- _Quoted passage_:
__________________________________________________
Now, in Indiana (and that includes the "new" Vermont") residential property taxes will be capped at 1% of assessed valuation, 2% for rental and farms, and 3% for commercial properties. If you were paying attention at the time of the first Statewide tax rebellion, led in California by Howard Jarvis via Proposition 13 in 1978, you know that there all such taxes were capped at 1% of value and no more than a 2% (if inflation-justified) annual increase thereafter. Indiana’s rulers have decided to respond by raising sales taxes and fees. As befits an opinion column, here’s my opinion. It starts with the unavoidable fact that there are tax-plusses and tax-minusses on the land-use rolls: those which demand more in services than they pay in taxes, like most residential properties; and those which demand less, like all farmland and some residential.

On the Jack Kemp principle that "whatever you tax you get less of" and on the Adam Smith principle describing how purchasers willingly pay for goods and services they want, I’d argue that sales taxes and user fees are better for the economy than income and property taxes. If the political class wants more savings and property ownership as its members claim, they shouldn’t want to tax such holdings. If they want more competition among vendors, as they claim with health care, they should welcome the same for education. Slowly they’re accepting the concept of user fees for such services as highways (including congestion-pricing) and therefore they shouldn’t be resisting such concepts as full-cost pricing for, say, food buyers and at least partial-cost pricing for, say, public education buyers. Which, historically, was once standard Vermont (the old Vermont, not the new one) practice in the Civil-War-era for raising the funds needed to operate public schools: the "rate bill", whereby families paid a part of the teachers’ salaries but not a part of building construction or maintenance costs, pro rated in accordance with the numbers of children they sent to be educated.
__________________________________________________
- _Source material_:
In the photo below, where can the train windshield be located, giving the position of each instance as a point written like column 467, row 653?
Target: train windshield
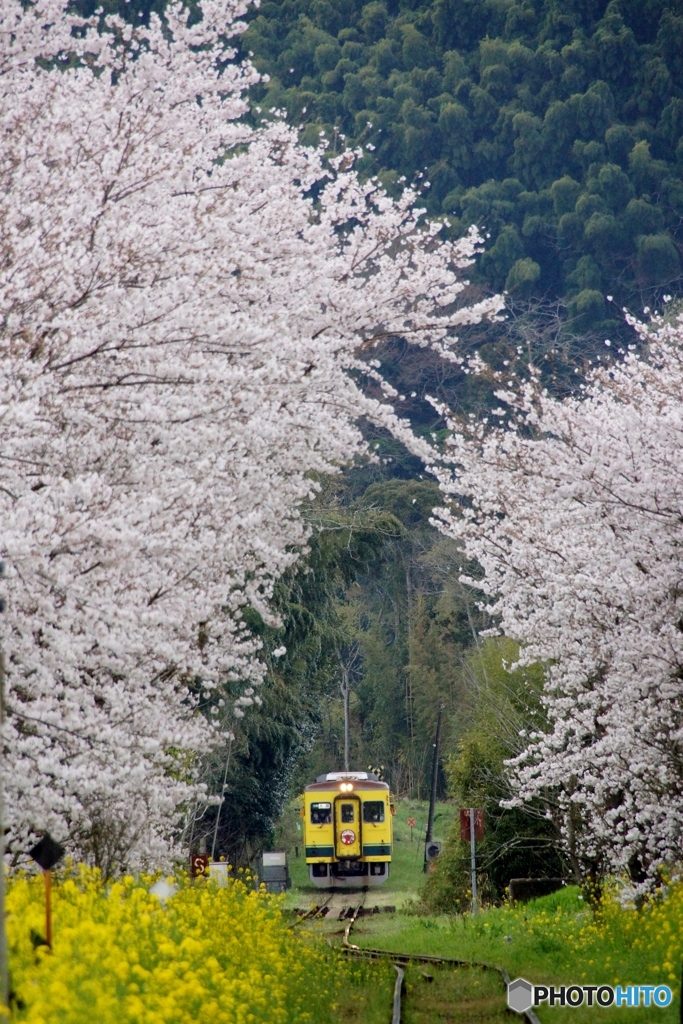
column 321, row 814
column 373, row 810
__________________________________________________
- _Exercise requirements_:
Could you continue the opinion column on property taxes above, starting right after its last sentence?

- _Reply_:
The failed 2006 Mary Adams effort at tax caps in Maine used examples of empty-nesters being forced to sell and leave Maine because of soaring education costs and taxes even though they no longer send kids to school, her underlying principle being one of (at least partial) user fees, and that therefore those who have long since paid their own costs shouldn’t be taxed to subsidize others. Incidentally, that used to be the principle behind bridge tolls which ended when the construction bond issue was paid off. The new Vermont –indeed, all of Indiana— rejected that principle for both transportation and education, and has just experienced a grass-roots rebellion. The old Vermont addressed the question with an income-sensitivity provision for school taxes, thereby relieving some from any responsibility at all and loading others with their avoided obligation. What soon happens under that formulation is well described in a recent news report in a local New Jersey newspaper, the Conservative Examiner. The headline summary is all you need: "New Jersey’s Richest Citizens Flee Its Taxes". As in the old Vermont, that upper-income-taxpayer flight is denied by tax-shifting, anti-user-fee advocates in New Jersey.

These are the same Golden Dome folks in Montpelier who have chosen, under the Jack Kemp principle, to reduce middle-income resistance to their governance by upping middle-class taxes so as to reduce the middle-class presence: "whatever you tax, you get less of". It has worked; it always does. If it works too well, the Old Vermont may next have the New Jersey problem: upper-income-taxpayer flight. There’s some evidence that it’s already started. Ask Golden Dome tax advisor Rick Wolfish on such departures.

Old Vermont, its governance now dominated by sustainability, local-vore, and self-sufficiency advocates might want to consider a sales tax on services to replace, not add onto, income taxes.

For example, a tax on tax prep services might encourage more of the minority who actually pay taxes to do-it-themselves, and that form-filling experience might encourage them to Tea Party for consumption taxes where no forms are needed. Or they might be encouraged to learn how to do their own plumbing, a logical progression from growing your own food.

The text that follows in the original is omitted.